=== RAW DATA ===

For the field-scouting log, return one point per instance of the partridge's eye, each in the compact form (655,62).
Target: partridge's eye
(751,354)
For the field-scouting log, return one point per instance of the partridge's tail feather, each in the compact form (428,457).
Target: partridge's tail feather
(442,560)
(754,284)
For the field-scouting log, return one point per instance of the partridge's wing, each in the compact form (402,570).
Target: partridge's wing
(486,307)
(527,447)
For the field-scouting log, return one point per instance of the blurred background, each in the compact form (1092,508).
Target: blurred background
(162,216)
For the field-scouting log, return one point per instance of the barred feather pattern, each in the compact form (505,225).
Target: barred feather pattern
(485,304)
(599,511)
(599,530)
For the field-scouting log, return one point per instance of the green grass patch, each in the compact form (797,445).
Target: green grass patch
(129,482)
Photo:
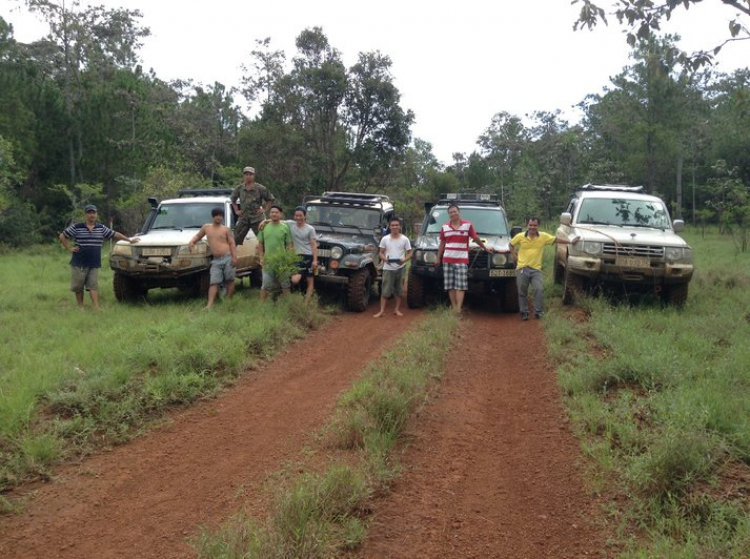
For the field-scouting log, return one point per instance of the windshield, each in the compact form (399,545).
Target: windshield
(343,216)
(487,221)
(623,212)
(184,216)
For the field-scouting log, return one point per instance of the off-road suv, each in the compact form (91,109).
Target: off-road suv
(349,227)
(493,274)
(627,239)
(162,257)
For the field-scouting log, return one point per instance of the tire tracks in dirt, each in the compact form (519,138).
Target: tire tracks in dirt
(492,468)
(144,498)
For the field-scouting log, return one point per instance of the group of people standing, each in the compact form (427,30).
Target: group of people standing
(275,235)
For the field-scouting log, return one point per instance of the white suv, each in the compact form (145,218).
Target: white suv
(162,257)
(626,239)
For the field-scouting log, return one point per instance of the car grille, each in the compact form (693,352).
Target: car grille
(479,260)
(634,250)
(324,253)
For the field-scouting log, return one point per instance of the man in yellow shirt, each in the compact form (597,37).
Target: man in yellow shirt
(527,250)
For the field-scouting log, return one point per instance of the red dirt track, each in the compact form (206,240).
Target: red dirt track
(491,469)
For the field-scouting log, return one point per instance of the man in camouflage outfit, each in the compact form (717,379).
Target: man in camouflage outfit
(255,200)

===
=== RAW DATA ===

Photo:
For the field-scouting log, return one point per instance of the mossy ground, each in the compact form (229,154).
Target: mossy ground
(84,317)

===

WORK REQUIRED = Please count the lines in the records above that contain the string "camouflage", and give only the number.

ANSWER FOR THE TASK = 2